■ PROVIDED PASSAGE
[Start]
Share on other sites

2 hours ago, hiemal said:

The Many-Faced (phased) God probably grants some kind of divination ability to his followers- how else would Jaqen have known where and when to find Arya?

I think the weirwoods are the source of all magic in ASOIAF and you get them to work their magic by feeding them blood, and was surprised that no-one mentioned weirwoods until page 2.  

With regards to Braavos, I think it is a metaphor for the weirwood network.  The weirwoods all literally the many faced god, the HoBW is a direct parallel to Bloodraven's cave with skulls in niches, there is almost certainly a weirwood under the HoBW ( "All the color is gone, Bran realized suddenly. The world was black soil and white wood"), and many things about Braavos have weirwood connotations (The Isle of Gods, Moonsingers = CoTF, House of the Red Hand, the Titan is a green stone giant with  that eats children, it is illegal to cut down trees, it is a secret city like the CoTF secret trees towns and Greywater Watch, ruled by the Sealord --there is a play on words between sea and see, "under the sea" is a metaphor for greenseeing.

Quote
A thousand leaves fluttered, and for a moment the forest seemed a deep green sea, storm-tossed and heaving, eternal and unknowable.
Ghost was not like to be alone down there, he thought. Anything could be moving under that sea, creeping toward the ringfort through the dark of the wood, concealed beneath those trees. Anything. How would they ever know? He stood there for a long time, until the sun vanished behind the saw-toothed mountains and darkness began to creep through the forest.
[End]
■ ITEMS
[Start]
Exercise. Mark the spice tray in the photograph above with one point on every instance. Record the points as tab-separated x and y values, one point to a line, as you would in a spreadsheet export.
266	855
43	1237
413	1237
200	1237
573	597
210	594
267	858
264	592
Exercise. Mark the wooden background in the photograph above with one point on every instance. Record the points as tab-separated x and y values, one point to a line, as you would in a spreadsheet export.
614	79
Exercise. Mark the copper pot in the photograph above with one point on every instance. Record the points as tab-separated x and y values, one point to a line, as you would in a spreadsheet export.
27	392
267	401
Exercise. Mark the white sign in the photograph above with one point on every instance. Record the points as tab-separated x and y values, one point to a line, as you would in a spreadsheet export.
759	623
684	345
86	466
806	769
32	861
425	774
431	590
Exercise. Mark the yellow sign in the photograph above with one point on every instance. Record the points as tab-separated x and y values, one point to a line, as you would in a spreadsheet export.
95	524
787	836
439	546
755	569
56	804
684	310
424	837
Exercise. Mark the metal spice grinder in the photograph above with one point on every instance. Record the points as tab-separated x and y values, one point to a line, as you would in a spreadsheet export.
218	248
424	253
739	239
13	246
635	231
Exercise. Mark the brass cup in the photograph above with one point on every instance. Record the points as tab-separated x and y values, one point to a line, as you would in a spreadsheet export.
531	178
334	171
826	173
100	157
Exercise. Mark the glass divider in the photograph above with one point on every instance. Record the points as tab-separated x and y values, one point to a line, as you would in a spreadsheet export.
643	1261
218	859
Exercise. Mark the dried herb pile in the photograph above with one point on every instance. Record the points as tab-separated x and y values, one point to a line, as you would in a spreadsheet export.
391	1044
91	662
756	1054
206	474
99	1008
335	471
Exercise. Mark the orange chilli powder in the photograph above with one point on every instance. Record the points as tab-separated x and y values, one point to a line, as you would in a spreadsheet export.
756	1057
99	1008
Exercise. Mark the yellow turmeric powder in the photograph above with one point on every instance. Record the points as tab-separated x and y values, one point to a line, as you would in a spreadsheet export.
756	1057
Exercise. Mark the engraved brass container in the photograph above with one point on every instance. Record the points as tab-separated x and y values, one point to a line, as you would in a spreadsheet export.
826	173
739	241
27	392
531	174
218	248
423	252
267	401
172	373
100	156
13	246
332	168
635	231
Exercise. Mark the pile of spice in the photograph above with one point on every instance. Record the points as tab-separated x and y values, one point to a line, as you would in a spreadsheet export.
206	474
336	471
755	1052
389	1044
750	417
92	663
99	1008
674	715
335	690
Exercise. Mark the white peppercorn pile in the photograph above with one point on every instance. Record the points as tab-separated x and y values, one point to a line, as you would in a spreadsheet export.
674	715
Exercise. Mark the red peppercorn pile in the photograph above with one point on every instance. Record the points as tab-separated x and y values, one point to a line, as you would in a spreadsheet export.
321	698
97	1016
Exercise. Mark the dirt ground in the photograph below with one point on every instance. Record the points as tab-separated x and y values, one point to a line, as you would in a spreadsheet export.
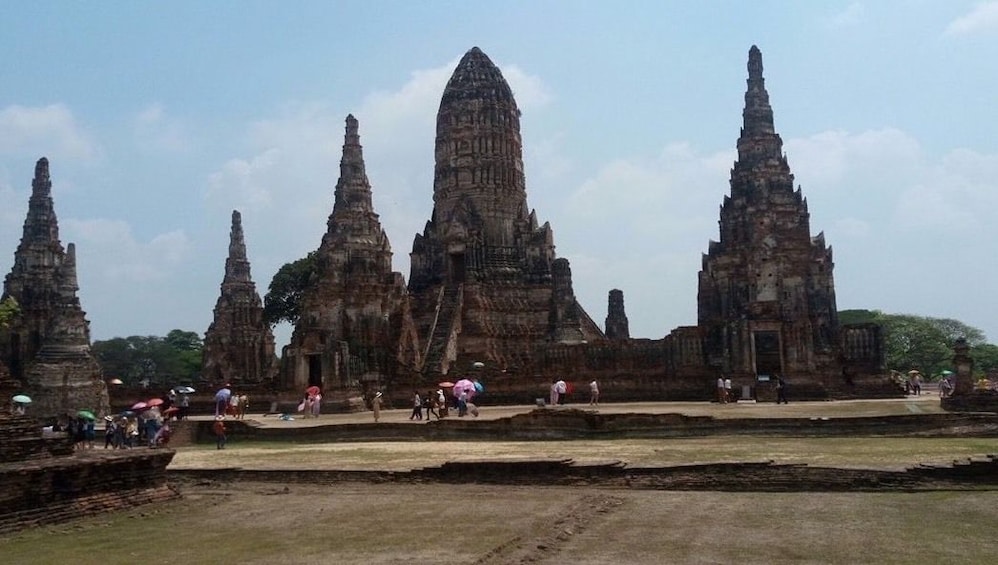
403	523
254	523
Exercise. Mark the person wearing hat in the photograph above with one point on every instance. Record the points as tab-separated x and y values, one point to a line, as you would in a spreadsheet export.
219	428
109	431
376	405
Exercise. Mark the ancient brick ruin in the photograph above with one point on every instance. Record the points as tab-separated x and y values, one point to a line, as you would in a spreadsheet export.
486	287
355	325
238	346
47	347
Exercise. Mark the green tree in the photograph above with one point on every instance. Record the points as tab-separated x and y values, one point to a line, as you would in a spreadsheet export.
283	300
168	360
9	309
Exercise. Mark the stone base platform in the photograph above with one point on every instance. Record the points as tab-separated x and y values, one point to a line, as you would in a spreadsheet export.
52	490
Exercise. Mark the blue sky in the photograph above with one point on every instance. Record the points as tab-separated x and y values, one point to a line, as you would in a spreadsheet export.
159	119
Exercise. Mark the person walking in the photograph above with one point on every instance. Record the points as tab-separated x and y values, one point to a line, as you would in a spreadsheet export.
417	407
594	393
219	428
781	390
376	406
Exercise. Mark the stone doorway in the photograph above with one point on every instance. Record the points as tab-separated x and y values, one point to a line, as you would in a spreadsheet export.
[End]
■ CHALLENGE 1
Summarize the forum post about weirwoods in two sentences.
■ CHALLENGE 2
In the listing, write out the lines from the one with "Exercise. Mark the person walking" through the end of the listing, both ends included.

■ ANSWER 1
Replying to a suggestion that the Many-Faced God grants followers some kind of divination ability, the poster argues that weirwoods are the source of all magic in ASOIAF and are made to work by feeding them blood. The poster sees Braavos as a metaphor for the weirwood network, citing the HoBW's parallel to Bloodraven's cave, a probable weirwood under the HoBW, many weirwood connotations in the city, and a play on sea and see that makes "under the sea" stand for greenseeing.

■ ANSWER 2
Exercise. Mark the person walking in the photograph above with one point on every instance. Record the points as tab-separated x and y values, one point to a line, as you would in a spreadsheet export.
417	407
594	393
219	428
781	390
376	406
Exercise. Mark the stone doorway in the photograph above with one point on every instance. Record the points as tab-separated x and y values, one point to a line, as you would in a spreadsheet export.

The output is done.